Region pointing data:
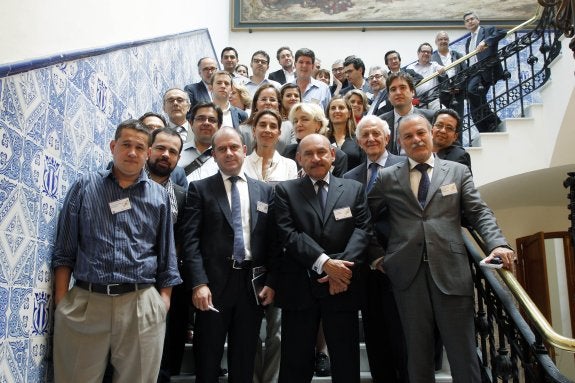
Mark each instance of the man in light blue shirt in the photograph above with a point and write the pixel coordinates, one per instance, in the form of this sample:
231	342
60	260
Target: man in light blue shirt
115	235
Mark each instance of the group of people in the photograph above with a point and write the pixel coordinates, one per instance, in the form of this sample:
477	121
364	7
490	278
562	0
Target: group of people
303	209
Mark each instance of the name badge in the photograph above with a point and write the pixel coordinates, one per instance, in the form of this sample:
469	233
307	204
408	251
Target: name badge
448	189
262	207
120	205
343	213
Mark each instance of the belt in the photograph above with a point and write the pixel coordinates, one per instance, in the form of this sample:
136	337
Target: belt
241	265
112	289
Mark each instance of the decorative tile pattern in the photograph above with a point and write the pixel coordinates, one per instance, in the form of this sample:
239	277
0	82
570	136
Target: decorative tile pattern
56	123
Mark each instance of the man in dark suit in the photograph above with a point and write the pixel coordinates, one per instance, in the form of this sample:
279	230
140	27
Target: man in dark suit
485	40
450	93
228	238
164	154
423	199
401	90
323	226
287	72
381	324
200	91
446	126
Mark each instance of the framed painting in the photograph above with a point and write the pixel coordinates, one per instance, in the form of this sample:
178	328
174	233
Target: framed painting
364	14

-- Task prompt --
Each record should be written out exactly, and each image should be omitted.

-- Worked solution --
Mark each instance of the man in light blue shirt in the photograph above with a point and write the pixel coordinates, one per instance, in the form of this sample:
231	342
60	260
Target: man in light blue shirt
115	235
Mark each instance of the group of people in the photograph above with a point and write the pixel coordinates, one per instance, in the form of this sample:
477	121
364	7
490	278
562	0
Target: group of people
303	209
Mark each instance of the name badge in the photograph above with a point and write the pixel coordinates, one per instance, in the form of this sample:
469	233
307	204
408	251
Target: name badge
448	189
262	207
120	205
343	213
Mark each instance of the belt in the photograph above with a point and write the pixel coordinates, one per instance, in the form of this sample:
136	337
Target: belt
241	265
112	289
Mark each instance of the decorative tile pattern in the photograph above with a point and write the pixel coordinates, one per instance, in the form of this sample:
239	277
0	82
570	136
Target: decorative tile pattern
56	123
Mark each instance of the man in dark suit in the photograph above with a point and write the pixel coordinates, one per instance, in the form of this sample:
279	230
140	27
Target: man in dark suit
485	40
450	93
228	238
164	154
423	199
401	90
323	226
287	72
381	324
200	91
446	126
Mark each instance of the framed painting in the photograph above with a point and write the pixel coordinates, one per instance, in the form of this sample:
178	328
174	233
Target: framed painting
364	14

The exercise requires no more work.